** Opening MATERIAL TO PROCESS block **

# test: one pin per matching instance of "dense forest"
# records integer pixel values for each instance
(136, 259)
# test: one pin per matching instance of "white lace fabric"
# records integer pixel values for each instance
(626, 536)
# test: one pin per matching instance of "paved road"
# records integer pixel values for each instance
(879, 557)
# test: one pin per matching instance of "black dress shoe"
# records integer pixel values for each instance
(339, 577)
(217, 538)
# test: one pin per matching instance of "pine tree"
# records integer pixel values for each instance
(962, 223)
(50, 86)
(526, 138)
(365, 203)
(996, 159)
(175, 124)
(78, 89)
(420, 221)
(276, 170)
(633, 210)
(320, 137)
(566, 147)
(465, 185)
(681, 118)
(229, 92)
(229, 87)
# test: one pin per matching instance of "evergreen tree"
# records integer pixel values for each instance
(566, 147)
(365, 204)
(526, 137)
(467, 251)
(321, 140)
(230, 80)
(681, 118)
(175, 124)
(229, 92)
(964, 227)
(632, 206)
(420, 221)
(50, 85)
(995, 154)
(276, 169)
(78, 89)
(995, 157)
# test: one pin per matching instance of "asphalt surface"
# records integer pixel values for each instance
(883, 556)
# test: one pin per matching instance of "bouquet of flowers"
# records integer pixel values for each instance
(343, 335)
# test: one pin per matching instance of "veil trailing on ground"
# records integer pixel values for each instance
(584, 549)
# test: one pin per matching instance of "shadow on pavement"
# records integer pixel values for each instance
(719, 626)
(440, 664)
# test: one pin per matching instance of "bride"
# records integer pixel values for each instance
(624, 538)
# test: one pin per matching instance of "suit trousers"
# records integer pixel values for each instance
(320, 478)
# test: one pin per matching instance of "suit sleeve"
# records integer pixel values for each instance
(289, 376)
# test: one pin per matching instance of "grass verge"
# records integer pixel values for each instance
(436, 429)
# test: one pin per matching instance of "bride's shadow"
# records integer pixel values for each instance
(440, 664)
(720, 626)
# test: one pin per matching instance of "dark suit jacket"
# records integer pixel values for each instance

** Closing MATERIAL TO PROCESS block **

§ PROBLEM REQUIREMENTS: Every single record must be transcribed exactly as it stands.

§ EXPECTED ANSWER:
# test: one pin per matching instance of "dense forest"
# records integer pixel values for each instance
(136, 259)
# test: one pin per matching instance of "white lace fabric"
# records integer pixel values for each instance
(626, 536)
# test: one pin per matching instance of "paved road"
# records integer pixel values for each instance
(879, 557)
# test: one pin per matching instance of "black dress shoe"
# records integer pixel values for each instance
(339, 577)
(217, 538)
# test: one pin per matching instance of "pine tree"
# records integer pixel values for each instance
(962, 223)
(50, 86)
(526, 138)
(365, 203)
(996, 159)
(175, 124)
(78, 89)
(420, 221)
(276, 170)
(633, 210)
(320, 137)
(566, 147)
(465, 185)
(681, 118)
(229, 92)
(229, 87)
# test: one pin per matching instance of "evergreen tree"
# records integer pixel values for each instance
(566, 147)
(365, 204)
(526, 137)
(467, 251)
(321, 140)
(230, 80)
(681, 118)
(175, 124)
(229, 92)
(964, 227)
(632, 206)
(420, 221)
(50, 85)
(995, 154)
(276, 169)
(78, 89)
(995, 157)
# test: one pin per matching instance of "asphalt surface"
# records integer pixel values for each instance
(883, 556)
# test: one pin per matching instance of "bouquet of flowers"
# records integer pixel values for each instance
(343, 335)
# test: one pin per matching instance of "veil trailing on ground"
# records integer pixel values for each instance
(584, 549)
# test: one pin per matching instance of "shadow on pavement"
# records integer pixel values for each instance
(719, 626)
(440, 664)
# test: one pin per matching instance of "bride"
# records integer pixel values for each instance
(624, 538)
# test: one pin per matching instance of "suit trousers"
# records integer pixel values for each instance
(320, 478)
# test: one pin per matching instance of "suit sleeve"
# records integer pixel values for each instance
(289, 376)
# test: one pin per matching instance of "grass verge"
# records integer pixel values for each instance
(436, 429)
# test: one pin per matching instance of "bride's shadow"
# records integer pixel values for each instance
(440, 664)
(720, 626)
# test: one pin per matching instance of "dark suit jacket"
# records integer pixel values for each instance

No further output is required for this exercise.